What you have to do:
Please copy out the data below, everything from the line containing "house exterior wall?" down to the end of it, with no changes.
=== Provided data ===
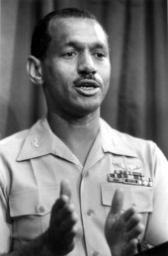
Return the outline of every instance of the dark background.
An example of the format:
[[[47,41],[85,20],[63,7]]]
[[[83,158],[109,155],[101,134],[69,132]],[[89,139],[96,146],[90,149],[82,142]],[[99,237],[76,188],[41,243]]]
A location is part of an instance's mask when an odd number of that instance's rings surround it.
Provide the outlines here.
[[[42,17],[65,7],[91,11],[110,36],[111,87],[102,117],[154,140],[168,157],[166,0],[1,0],[1,138],[45,114],[42,88],[26,71],[31,35]]]

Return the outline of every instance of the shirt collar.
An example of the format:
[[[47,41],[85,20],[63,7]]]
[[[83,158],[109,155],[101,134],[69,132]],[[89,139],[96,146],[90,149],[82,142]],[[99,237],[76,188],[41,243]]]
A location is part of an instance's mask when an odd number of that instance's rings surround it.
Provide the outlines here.
[[[100,119],[101,143],[104,152],[117,155],[137,157],[121,139],[121,132],[113,129],[105,121]],[[60,150],[60,148],[62,150]],[[28,160],[53,153],[62,158],[76,162],[79,161],[70,149],[51,131],[46,119],[40,120],[33,126],[21,146],[17,161]]]
[[[50,153],[52,136],[53,133],[46,119],[40,120],[29,129],[17,161],[28,160]]]

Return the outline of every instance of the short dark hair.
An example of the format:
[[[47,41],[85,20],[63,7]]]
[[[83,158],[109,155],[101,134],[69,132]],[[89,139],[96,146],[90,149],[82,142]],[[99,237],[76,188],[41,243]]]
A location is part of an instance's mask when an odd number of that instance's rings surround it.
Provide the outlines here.
[[[51,41],[48,30],[50,21],[57,18],[83,18],[92,19],[98,22],[93,14],[78,8],[66,8],[48,13],[37,25],[32,37],[31,54],[41,60],[45,58],[47,47]]]

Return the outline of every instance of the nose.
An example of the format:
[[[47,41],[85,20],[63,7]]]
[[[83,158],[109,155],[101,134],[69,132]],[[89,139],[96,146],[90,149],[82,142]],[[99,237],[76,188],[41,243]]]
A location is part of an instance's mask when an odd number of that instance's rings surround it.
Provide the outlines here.
[[[95,74],[97,72],[93,56],[89,52],[82,53],[78,60],[79,74]]]

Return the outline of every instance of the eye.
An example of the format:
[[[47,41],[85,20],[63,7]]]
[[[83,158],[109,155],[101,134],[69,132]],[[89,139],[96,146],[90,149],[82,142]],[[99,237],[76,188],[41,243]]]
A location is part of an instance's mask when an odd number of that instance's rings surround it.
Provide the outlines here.
[[[63,53],[63,57],[64,58],[72,58],[74,56],[76,56],[77,52],[74,50],[68,50],[65,53]]]
[[[94,55],[98,59],[103,59],[104,57],[106,57],[106,54],[104,52],[100,52],[100,51],[95,52]]]

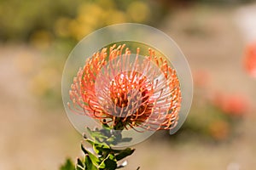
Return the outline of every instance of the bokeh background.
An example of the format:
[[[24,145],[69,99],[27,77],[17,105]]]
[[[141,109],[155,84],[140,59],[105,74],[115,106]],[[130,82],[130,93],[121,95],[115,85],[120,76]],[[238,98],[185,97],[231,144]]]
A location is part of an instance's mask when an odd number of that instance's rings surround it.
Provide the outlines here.
[[[125,169],[255,169],[253,0],[1,0],[0,169],[58,169],[81,156],[62,105],[65,60],[87,34],[123,22],[172,37],[195,81],[182,129],[134,146]]]

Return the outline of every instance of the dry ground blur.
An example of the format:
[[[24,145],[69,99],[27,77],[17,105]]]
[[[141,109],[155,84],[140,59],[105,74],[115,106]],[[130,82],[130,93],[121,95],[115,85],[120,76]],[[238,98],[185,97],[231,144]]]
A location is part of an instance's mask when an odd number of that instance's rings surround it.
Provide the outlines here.
[[[241,11],[248,14],[243,18]],[[253,11],[255,5],[243,8],[194,6],[177,10],[160,29],[177,42],[192,71],[209,72],[211,88],[243,93],[255,105],[255,80],[241,65],[250,32],[241,28],[246,25],[246,17],[255,14]],[[30,57],[24,60],[20,55]],[[80,154],[81,137],[64,109],[44,108],[31,94],[29,68],[22,65],[37,65],[40,57],[40,53],[26,45],[0,46],[0,169],[58,169],[67,156],[75,159]],[[142,170],[253,170],[256,167],[255,122],[254,110],[240,127],[242,135],[228,144],[196,140],[175,144],[153,136],[135,146],[137,151],[125,169],[140,166]]]

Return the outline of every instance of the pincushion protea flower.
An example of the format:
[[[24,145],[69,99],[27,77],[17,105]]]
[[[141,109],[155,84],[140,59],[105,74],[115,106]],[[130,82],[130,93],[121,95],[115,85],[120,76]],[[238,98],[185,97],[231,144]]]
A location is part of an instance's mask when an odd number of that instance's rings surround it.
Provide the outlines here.
[[[174,128],[181,106],[175,70],[150,48],[141,57],[139,48],[132,56],[125,46],[103,48],[87,60],[71,85],[70,110],[116,130]]]

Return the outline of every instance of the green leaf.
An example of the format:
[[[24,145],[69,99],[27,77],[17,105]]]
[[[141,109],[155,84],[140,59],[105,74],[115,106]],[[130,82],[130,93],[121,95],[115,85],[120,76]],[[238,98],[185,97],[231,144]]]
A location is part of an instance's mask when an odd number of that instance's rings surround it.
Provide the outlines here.
[[[72,161],[68,158],[66,160],[65,164],[61,167],[61,170],[75,170],[75,167]]]
[[[106,168],[104,170],[115,170],[117,167],[117,162],[113,154],[109,154],[108,158],[104,160]]]
[[[85,164],[85,168],[84,170],[98,170],[98,168],[96,167],[96,166],[95,166],[92,162],[90,157],[89,156],[89,155],[85,155],[84,157],[84,164]]]
[[[84,167],[84,164],[82,162],[82,161],[79,158],[78,158],[77,160],[77,165],[79,165],[81,167]]]
[[[81,149],[83,150],[83,152],[85,154],[85,156],[89,156],[89,157],[91,160],[91,162],[95,165],[95,166],[98,166],[99,165],[99,159],[93,155],[90,151],[87,150],[83,144],[81,144]]]
[[[121,159],[124,159],[125,157],[131,156],[134,152],[134,149],[126,148],[125,150],[121,150],[117,156],[116,160],[120,161]]]

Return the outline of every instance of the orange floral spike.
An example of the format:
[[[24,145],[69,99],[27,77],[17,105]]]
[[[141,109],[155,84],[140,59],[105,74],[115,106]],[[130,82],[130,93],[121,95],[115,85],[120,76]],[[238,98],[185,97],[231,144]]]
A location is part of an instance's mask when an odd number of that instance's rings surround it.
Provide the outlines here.
[[[125,46],[114,44],[86,60],[71,85],[68,107],[116,130],[174,128],[181,106],[175,70],[151,48],[141,60],[137,48],[131,62]]]
[[[248,44],[246,48],[245,69],[250,76],[256,78],[256,42]]]

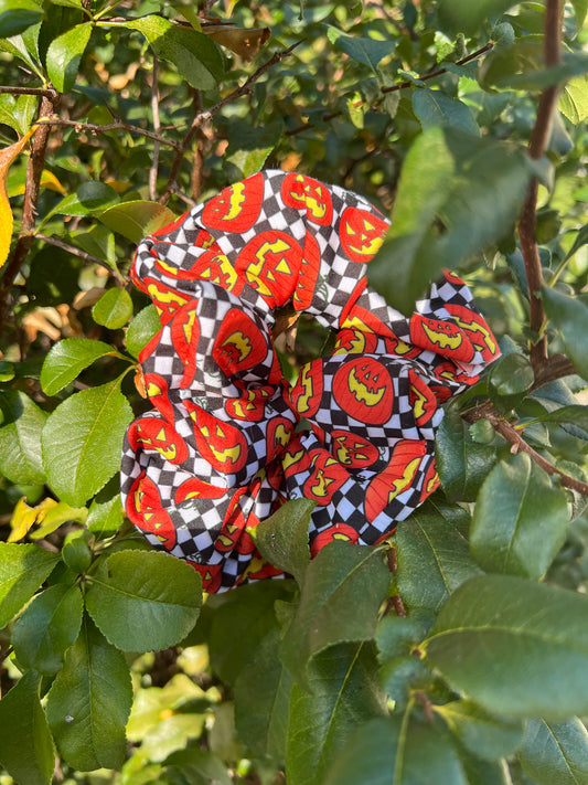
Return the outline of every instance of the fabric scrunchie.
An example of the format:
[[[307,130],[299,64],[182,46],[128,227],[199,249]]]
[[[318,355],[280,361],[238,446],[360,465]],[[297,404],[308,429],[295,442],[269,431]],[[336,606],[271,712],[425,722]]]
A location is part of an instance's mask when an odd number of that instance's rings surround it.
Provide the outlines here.
[[[280,574],[249,531],[289,499],[317,502],[316,554],[379,542],[438,486],[440,404],[499,349],[451,273],[410,319],[366,286],[387,229],[354,193],[265,171],[138,247],[133,282],[162,328],[139,358],[154,409],[128,429],[122,502],[207,592]],[[270,332],[286,304],[336,331],[293,385]]]

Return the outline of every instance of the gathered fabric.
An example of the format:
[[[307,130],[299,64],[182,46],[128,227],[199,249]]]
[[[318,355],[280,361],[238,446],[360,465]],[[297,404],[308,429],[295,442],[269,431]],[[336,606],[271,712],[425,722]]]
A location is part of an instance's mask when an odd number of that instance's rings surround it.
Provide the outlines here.
[[[162,327],[139,357],[153,409],[127,432],[122,503],[207,592],[281,574],[252,530],[290,499],[317,502],[314,555],[378,543],[439,484],[441,404],[499,349],[450,272],[410,318],[367,286],[388,225],[355,193],[270,170],[138,247],[132,278]],[[336,336],[293,383],[271,337],[284,306]]]

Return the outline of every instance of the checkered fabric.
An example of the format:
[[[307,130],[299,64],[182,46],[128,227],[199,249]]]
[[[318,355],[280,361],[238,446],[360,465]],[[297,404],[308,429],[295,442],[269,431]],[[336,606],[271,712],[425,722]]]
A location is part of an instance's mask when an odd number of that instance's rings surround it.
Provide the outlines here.
[[[449,272],[409,319],[366,286],[387,229],[354,193],[265,171],[138,247],[162,327],[139,358],[153,409],[126,436],[122,502],[207,592],[280,574],[249,532],[289,499],[317,502],[316,554],[377,543],[438,486],[440,404],[499,350]],[[292,385],[270,332],[287,304],[336,331]]]

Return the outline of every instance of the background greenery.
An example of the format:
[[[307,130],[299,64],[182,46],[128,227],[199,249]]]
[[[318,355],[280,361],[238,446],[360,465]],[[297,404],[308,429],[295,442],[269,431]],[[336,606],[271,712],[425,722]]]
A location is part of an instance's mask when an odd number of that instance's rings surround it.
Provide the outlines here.
[[[587,10],[0,0],[1,785],[588,783]],[[258,545],[295,579],[202,604],[118,500],[128,270],[270,166],[392,213],[372,284],[458,269],[503,358],[385,545],[310,562],[291,502]]]

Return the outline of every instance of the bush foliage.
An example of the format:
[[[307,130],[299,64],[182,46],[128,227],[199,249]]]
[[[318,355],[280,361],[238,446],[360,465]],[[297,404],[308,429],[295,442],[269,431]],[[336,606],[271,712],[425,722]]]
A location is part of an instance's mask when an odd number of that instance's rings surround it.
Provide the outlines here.
[[[0,783],[586,784],[588,2],[212,6],[0,0]],[[293,579],[202,603],[118,498],[128,270],[269,166],[391,214],[405,312],[458,269],[502,358],[384,545],[310,561],[290,502]]]

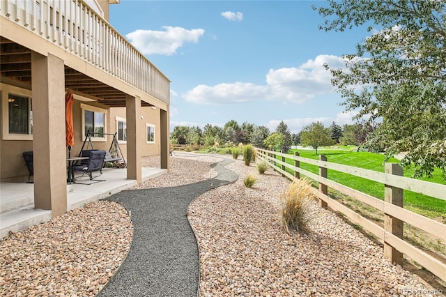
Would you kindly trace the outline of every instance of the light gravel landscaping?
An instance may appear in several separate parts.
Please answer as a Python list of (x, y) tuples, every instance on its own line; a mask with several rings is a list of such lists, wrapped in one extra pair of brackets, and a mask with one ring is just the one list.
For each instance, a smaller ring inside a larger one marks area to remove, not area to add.
[[(222, 158), (231, 157), (177, 153), (169, 173), (135, 188), (215, 177), (209, 166)], [(289, 182), (240, 160), (226, 167), (238, 180), (201, 195), (187, 212), (200, 250), (201, 296), (432, 296), (433, 288), (388, 263), (380, 245), (316, 202), (310, 236), (284, 232), (279, 197)], [(258, 178), (252, 188), (243, 181), (249, 173)], [(132, 234), (125, 210), (100, 201), (11, 234), (0, 241), (0, 295), (95, 296), (123, 261)]]

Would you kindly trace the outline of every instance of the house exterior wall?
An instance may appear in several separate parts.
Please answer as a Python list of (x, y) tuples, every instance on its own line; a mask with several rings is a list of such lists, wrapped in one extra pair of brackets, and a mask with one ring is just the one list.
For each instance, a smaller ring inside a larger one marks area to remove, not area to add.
===
Task output:
Would you kindly trace the outline of every instance of the house exterior wall?
An instance may appear in several separate parts.
Please answer as a Python list of (x, y) tuples, every instance on its own line; a mask with several rings is a list of such lists, wrapped in one extra pair of brackets, and a mask with one ring is just the one list.
For each instance, a smaller ring inside a larger one marks area to remove, not area to add.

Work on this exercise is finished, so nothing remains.